## Information given
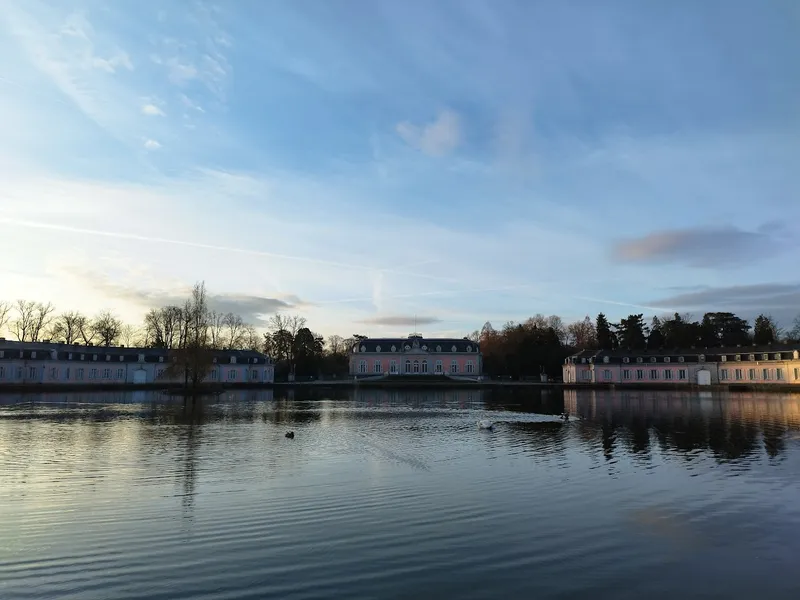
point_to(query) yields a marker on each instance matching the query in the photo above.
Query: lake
(398, 494)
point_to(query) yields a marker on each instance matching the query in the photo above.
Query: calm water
(399, 495)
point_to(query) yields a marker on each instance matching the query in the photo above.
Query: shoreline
(177, 389)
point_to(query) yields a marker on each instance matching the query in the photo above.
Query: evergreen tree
(606, 340)
(656, 338)
(765, 330)
(631, 332)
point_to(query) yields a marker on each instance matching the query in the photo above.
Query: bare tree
(5, 312)
(107, 328)
(22, 325)
(216, 326)
(130, 336)
(234, 330)
(66, 327)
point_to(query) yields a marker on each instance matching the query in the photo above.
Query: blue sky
(363, 162)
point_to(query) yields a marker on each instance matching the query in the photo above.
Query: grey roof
(689, 355)
(111, 354)
(444, 345)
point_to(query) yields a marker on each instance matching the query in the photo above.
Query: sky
(372, 164)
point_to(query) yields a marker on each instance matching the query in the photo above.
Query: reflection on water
(399, 494)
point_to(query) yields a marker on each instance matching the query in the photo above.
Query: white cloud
(152, 110)
(436, 139)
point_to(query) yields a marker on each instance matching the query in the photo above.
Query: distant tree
(192, 359)
(765, 330)
(655, 339)
(606, 340)
(581, 335)
(66, 327)
(724, 329)
(631, 332)
(107, 328)
(5, 312)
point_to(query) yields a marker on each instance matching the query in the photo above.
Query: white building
(27, 363)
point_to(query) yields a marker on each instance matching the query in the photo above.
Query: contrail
(159, 240)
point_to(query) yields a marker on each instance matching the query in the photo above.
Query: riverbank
(395, 383)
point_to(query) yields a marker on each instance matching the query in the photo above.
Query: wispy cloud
(401, 321)
(152, 110)
(703, 247)
(438, 138)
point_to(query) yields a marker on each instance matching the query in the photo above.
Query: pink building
(776, 364)
(415, 355)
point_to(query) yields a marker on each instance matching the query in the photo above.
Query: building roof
(415, 343)
(710, 354)
(112, 354)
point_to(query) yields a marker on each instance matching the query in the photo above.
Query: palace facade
(415, 355)
(23, 363)
(772, 364)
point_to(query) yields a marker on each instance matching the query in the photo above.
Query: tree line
(517, 350)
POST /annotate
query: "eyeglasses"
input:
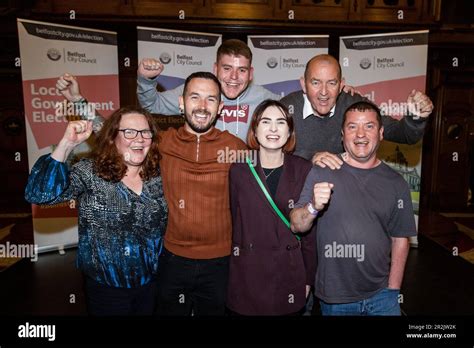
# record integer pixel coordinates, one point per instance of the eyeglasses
(132, 133)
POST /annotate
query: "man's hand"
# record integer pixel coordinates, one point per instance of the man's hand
(419, 104)
(323, 159)
(321, 195)
(69, 87)
(150, 68)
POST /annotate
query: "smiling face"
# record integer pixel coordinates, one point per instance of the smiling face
(272, 132)
(361, 136)
(201, 105)
(234, 73)
(134, 151)
(322, 84)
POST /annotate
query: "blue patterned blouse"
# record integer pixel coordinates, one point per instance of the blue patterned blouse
(120, 232)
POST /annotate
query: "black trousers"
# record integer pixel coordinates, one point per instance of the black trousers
(103, 300)
(188, 286)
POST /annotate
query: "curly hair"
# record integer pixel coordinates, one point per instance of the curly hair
(108, 163)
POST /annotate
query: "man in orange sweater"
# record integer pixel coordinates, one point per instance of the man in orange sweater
(193, 267)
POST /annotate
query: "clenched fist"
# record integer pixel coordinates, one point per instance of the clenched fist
(321, 194)
(69, 87)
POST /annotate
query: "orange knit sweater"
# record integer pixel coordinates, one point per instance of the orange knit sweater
(196, 187)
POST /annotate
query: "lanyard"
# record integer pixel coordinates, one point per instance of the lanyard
(269, 198)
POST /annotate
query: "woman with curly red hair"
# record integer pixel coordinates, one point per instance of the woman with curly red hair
(122, 209)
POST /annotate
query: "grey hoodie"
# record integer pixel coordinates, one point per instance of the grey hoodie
(235, 116)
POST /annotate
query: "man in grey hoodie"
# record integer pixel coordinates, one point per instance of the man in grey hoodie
(233, 68)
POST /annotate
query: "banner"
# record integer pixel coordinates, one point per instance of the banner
(181, 52)
(386, 68)
(47, 51)
(279, 61)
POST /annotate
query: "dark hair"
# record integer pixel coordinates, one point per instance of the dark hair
(252, 141)
(234, 47)
(362, 106)
(108, 163)
(324, 58)
(202, 75)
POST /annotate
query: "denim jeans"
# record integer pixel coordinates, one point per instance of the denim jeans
(103, 300)
(385, 302)
(188, 286)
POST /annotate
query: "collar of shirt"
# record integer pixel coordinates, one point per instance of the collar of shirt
(308, 109)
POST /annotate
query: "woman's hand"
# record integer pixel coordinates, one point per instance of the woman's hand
(76, 133)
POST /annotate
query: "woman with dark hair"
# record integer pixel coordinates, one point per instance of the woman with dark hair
(271, 269)
(122, 210)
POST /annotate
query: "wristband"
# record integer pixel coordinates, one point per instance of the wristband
(311, 209)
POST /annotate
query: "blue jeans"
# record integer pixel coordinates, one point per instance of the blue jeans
(385, 302)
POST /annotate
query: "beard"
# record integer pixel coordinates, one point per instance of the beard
(197, 127)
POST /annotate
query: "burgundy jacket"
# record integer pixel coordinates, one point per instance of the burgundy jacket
(269, 267)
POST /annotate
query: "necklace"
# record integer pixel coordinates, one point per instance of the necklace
(271, 172)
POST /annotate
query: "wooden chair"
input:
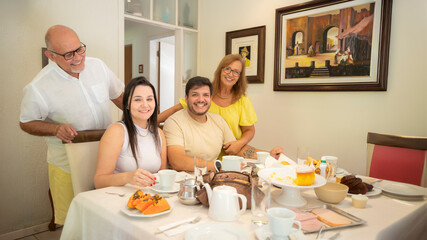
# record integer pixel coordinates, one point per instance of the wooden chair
(82, 155)
(397, 158)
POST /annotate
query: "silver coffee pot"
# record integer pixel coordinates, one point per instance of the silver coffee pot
(187, 192)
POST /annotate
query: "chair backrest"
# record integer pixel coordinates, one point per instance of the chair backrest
(397, 158)
(82, 155)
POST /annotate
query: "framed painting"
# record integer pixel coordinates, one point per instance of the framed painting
(250, 44)
(332, 45)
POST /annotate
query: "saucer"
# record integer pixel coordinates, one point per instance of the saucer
(158, 189)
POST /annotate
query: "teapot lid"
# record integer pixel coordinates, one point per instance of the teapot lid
(225, 188)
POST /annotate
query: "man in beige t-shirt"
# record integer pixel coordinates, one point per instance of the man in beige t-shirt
(193, 131)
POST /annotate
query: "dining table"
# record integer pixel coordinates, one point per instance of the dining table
(97, 214)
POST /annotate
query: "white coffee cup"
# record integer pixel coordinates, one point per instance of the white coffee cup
(261, 156)
(167, 179)
(281, 221)
(332, 160)
(230, 163)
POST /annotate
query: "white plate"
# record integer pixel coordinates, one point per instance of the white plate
(133, 212)
(342, 171)
(374, 192)
(402, 189)
(263, 233)
(284, 177)
(180, 176)
(212, 231)
(158, 189)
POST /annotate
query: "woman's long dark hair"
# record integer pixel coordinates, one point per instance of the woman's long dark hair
(127, 117)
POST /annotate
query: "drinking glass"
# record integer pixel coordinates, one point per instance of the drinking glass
(260, 201)
(200, 166)
(302, 154)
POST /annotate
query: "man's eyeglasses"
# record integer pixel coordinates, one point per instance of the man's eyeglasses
(70, 55)
(229, 70)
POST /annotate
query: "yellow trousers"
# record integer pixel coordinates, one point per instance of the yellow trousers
(62, 192)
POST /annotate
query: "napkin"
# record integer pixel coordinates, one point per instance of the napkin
(271, 162)
(180, 229)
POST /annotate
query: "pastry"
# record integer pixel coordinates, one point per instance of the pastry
(356, 185)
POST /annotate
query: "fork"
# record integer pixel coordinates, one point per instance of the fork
(118, 194)
(196, 220)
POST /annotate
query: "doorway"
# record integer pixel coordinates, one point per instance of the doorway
(128, 63)
(162, 70)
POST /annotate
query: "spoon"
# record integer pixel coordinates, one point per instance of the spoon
(118, 194)
(196, 220)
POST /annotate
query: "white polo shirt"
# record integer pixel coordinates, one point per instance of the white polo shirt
(55, 96)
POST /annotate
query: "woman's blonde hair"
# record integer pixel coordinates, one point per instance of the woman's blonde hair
(241, 85)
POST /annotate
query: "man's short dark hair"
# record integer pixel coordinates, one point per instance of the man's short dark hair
(197, 82)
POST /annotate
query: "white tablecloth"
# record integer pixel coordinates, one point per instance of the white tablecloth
(96, 215)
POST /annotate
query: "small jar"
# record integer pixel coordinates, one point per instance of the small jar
(359, 201)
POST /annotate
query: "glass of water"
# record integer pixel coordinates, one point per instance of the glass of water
(200, 166)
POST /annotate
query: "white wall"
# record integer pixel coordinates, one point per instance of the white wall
(23, 174)
(329, 123)
(335, 122)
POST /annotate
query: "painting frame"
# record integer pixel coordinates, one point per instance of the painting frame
(254, 39)
(380, 47)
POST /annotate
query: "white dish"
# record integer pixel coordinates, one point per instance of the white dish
(402, 189)
(180, 176)
(342, 171)
(285, 175)
(133, 212)
(158, 189)
(374, 192)
(214, 231)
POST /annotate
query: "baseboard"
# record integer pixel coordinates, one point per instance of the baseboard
(25, 232)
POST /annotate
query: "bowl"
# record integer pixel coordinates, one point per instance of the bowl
(331, 192)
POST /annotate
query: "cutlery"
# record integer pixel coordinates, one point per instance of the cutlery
(334, 236)
(196, 220)
(118, 194)
(376, 180)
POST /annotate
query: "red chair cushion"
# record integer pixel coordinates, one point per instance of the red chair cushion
(397, 164)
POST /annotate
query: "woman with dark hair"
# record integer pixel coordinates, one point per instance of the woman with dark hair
(229, 100)
(131, 150)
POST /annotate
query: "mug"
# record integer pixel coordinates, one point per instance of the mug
(281, 221)
(229, 163)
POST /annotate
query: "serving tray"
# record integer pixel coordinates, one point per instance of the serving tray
(355, 221)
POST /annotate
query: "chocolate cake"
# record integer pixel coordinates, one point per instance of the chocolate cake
(356, 185)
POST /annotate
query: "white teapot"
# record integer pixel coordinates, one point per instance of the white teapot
(224, 203)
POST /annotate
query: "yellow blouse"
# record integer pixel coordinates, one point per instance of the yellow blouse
(240, 113)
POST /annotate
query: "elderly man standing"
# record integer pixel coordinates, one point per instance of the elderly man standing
(70, 94)
(194, 130)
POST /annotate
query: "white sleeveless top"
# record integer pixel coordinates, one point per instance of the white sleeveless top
(148, 155)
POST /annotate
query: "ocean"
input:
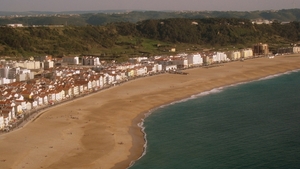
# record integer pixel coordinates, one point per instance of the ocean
(248, 125)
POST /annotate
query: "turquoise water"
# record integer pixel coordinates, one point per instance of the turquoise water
(251, 125)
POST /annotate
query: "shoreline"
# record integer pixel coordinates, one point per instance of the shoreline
(105, 132)
(202, 94)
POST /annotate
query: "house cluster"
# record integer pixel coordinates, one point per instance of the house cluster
(56, 84)
(12, 71)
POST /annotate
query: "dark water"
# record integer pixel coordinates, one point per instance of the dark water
(252, 125)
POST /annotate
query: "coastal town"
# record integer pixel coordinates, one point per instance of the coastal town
(30, 86)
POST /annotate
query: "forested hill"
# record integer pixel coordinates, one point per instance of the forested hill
(81, 18)
(126, 39)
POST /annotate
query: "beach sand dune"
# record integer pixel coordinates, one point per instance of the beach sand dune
(100, 130)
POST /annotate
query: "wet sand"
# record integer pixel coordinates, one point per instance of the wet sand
(100, 130)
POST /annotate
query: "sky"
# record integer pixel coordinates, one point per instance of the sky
(153, 5)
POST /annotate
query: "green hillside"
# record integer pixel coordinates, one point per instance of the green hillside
(121, 40)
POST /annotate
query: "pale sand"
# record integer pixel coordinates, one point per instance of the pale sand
(100, 130)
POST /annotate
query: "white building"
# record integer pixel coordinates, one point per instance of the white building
(194, 59)
(71, 60)
(91, 61)
(234, 55)
(246, 53)
(220, 57)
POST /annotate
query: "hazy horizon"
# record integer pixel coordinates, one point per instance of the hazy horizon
(153, 5)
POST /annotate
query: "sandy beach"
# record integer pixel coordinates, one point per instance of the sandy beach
(100, 130)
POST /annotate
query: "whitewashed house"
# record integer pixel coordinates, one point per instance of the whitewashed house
(220, 57)
(194, 60)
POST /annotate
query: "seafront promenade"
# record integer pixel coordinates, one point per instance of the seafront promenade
(87, 132)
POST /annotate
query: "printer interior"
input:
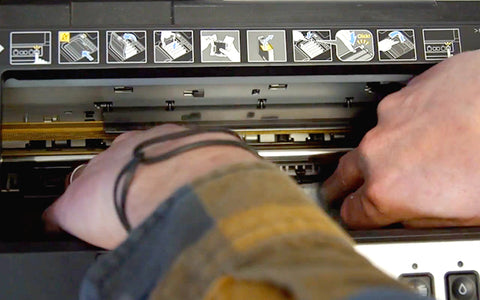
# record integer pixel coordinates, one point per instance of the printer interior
(303, 123)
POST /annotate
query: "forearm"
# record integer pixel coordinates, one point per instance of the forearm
(244, 226)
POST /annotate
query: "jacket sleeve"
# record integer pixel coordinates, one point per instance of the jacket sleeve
(244, 230)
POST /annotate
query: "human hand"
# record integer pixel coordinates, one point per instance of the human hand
(419, 165)
(232, 53)
(207, 40)
(298, 36)
(86, 209)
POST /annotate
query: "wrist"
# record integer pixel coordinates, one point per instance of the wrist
(154, 183)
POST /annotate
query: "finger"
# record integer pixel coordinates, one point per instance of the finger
(360, 212)
(50, 225)
(346, 178)
(439, 222)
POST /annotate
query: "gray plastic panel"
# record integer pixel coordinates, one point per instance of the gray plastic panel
(54, 275)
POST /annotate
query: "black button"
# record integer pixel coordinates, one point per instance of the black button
(462, 286)
(421, 283)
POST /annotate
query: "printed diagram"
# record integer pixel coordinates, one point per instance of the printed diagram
(354, 45)
(173, 46)
(220, 46)
(126, 47)
(441, 43)
(78, 47)
(31, 48)
(266, 46)
(312, 45)
(398, 45)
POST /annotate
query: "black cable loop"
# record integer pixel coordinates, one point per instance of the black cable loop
(128, 171)
(138, 151)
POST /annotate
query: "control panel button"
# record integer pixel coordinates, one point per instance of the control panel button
(462, 286)
(421, 283)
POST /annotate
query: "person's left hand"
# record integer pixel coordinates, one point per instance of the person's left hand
(86, 209)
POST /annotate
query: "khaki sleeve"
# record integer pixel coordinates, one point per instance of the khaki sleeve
(268, 241)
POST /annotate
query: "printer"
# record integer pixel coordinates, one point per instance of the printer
(299, 81)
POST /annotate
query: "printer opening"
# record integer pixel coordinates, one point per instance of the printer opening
(303, 123)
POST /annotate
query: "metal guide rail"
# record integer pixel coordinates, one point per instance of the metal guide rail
(298, 80)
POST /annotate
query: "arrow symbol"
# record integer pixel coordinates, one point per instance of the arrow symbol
(400, 35)
(462, 290)
(352, 37)
(87, 55)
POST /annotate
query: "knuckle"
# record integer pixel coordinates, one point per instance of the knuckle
(342, 165)
(374, 192)
(384, 106)
(367, 143)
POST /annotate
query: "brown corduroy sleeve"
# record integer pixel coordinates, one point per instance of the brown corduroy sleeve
(268, 241)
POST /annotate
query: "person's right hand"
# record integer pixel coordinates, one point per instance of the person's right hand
(421, 164)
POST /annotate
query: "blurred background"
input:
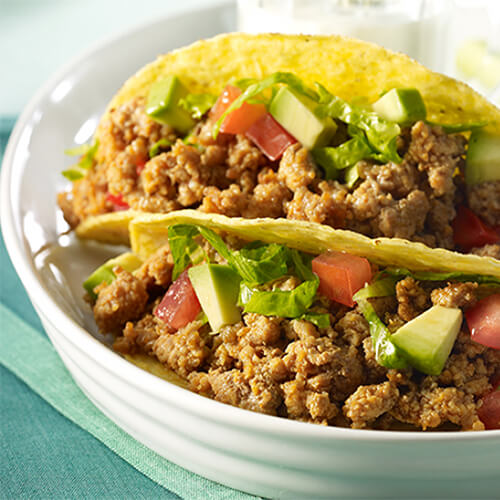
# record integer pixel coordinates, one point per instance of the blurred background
(458, 37)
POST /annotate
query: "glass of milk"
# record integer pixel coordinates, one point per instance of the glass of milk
(415, 27)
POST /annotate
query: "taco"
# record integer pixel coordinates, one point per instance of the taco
(302, 321)
(324, 129)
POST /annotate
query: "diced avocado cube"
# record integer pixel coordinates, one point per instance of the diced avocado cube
(127, 261)
(426, 341)
(483, 158)
(163, 104)
(401, 106)
(217, 288)
(295, 113)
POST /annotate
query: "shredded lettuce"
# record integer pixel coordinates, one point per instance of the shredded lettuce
(183, 246)
(256, 263)
(87, 153)
(158, 146)
(346, 155)
(381, 134)
(286, 304)
(197, 104)
(386, 352)
(255, 88)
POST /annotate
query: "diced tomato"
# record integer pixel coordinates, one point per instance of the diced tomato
(270, 137)
(139, 166)
(483, 321)
(470, 231)
(117, 201)
(179, 306)
(239, 120)
(495, 381)
(341, 275)
(489, 412)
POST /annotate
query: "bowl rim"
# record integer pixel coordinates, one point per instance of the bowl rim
(90, 346)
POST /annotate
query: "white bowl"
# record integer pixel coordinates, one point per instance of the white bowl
(256, 453)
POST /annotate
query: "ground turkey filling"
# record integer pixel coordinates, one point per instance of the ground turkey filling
(415, 200)
(292, 369)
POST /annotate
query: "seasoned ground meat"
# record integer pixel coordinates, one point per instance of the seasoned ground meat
(484, 200)
(123, 300)
(455, 295)
(183, 351)
(368, 402)
(488, 251)
(292, 368)
(415, 199)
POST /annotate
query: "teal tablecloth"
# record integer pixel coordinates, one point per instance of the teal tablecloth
(45, 455)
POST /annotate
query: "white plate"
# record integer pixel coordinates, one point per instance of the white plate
(256, 453)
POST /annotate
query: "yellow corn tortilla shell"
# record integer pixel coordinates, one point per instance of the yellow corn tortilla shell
(148, 232)
(345, 66)
(107, 228)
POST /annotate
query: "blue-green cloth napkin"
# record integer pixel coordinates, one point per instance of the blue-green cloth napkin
(54, 443)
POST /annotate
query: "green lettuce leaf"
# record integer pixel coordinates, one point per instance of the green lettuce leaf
(256, 88)
(286, 304)
(87, 153)
(381, 134)
(156, 148)
(460, 127)
(256, 263)
(346, 155)
(183, 247)
(197, 104)
(386, 352)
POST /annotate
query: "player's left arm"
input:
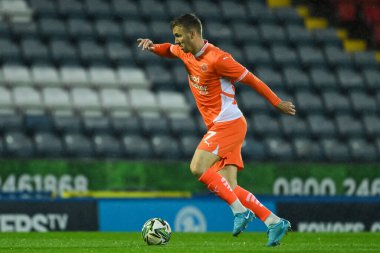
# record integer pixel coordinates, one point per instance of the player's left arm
(226, 66)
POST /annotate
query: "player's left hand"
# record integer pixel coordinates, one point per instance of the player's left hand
(287, 107)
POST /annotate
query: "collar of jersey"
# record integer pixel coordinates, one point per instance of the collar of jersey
(203, 49)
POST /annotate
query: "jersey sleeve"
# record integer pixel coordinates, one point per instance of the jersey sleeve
(166, 50)
(226, 66)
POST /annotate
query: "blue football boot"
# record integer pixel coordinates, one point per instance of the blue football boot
(241, 221)
(277, 231)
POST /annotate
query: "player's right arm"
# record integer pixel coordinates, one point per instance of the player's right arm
(162, 50)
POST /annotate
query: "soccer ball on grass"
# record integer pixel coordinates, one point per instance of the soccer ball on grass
(156, 231)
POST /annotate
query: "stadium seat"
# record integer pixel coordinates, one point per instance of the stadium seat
(362, 102)
(100, 76)
(95, 122)
(288, 15)
(218, 32)
(335, 103)
(188, 145)
(236, 52)
(132, 77)
(154, 124)
(65, 121)
(348, 126)
(119, 53)
(293, 126)
(272, 34)
(296, 79)
(307, 150)
(137, 147)
(251, 102)
(78, 145)
(37, 121)
(16, 74)
(180, 76)
(107, 146)
(327, 37)
(161, 31)
(6, 100)
(27, 98)
(271, 77)
(91, 52)
(207, 9)
(284, 56)
(362, 150)
(335, 151)
(233, 11)
(17, 144)
(84, 98)
(254, 149)
(114, 99)
(159, 76)
(70, 8)
(336, 57)
(4, 29)
(350, 79)
(74, 76)
(125, 8)
(323, 79)
(23, 30)
(365, 60)
(48, 145)
(2, 148)
(153, 9)
(55, 98)
(249, 36)
(10, 120)
(182, 125)
(372, 79)
(166, 147)
(97, 8)
(321, 126)
(143, 100)
(63, 52)
(298, 34)
(43, 8)
(108, 30)
(172, 102)
(258, 12)
(124, 122)
(308, 102)
(44, 75)
(9, 52)
(257, 55)
(371, 125)
(265, 125)
(134, 29)
(279, 149)
(311, 56)
(52, 28)
(80, 29)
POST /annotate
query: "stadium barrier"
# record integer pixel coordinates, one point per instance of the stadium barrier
(185, 214)
(293, 179)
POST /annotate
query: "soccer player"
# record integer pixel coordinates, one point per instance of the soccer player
(212, 74)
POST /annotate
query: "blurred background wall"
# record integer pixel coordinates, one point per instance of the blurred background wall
(84, 114)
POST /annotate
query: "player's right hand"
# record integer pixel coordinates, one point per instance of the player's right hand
(145, 44)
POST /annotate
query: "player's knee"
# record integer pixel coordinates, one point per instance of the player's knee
(196, 169)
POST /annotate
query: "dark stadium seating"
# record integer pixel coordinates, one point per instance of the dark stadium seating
(74, 84)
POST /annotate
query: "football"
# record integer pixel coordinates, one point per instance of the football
(156, 231)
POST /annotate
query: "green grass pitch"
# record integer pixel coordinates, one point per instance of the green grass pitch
(187, 242)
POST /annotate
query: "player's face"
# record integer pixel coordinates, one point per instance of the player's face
(183, 39)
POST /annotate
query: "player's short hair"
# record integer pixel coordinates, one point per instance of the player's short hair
(188, 21)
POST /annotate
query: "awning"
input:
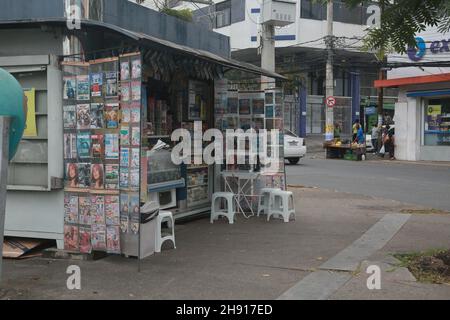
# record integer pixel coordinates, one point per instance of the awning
(147, 39)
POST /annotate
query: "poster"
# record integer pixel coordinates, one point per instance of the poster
(30, 125)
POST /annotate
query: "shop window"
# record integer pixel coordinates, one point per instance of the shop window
(437, 122)
(223, 14)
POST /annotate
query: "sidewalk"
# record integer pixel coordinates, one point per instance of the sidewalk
(252, 259)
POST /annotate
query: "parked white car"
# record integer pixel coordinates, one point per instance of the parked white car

## Task
Your answer should consist of the lines of the listing that contain "parked", copied as they stand.

## Exercise solution
query: "parked white car"
# record integer pixel coordinates, one point per instance of the parked white car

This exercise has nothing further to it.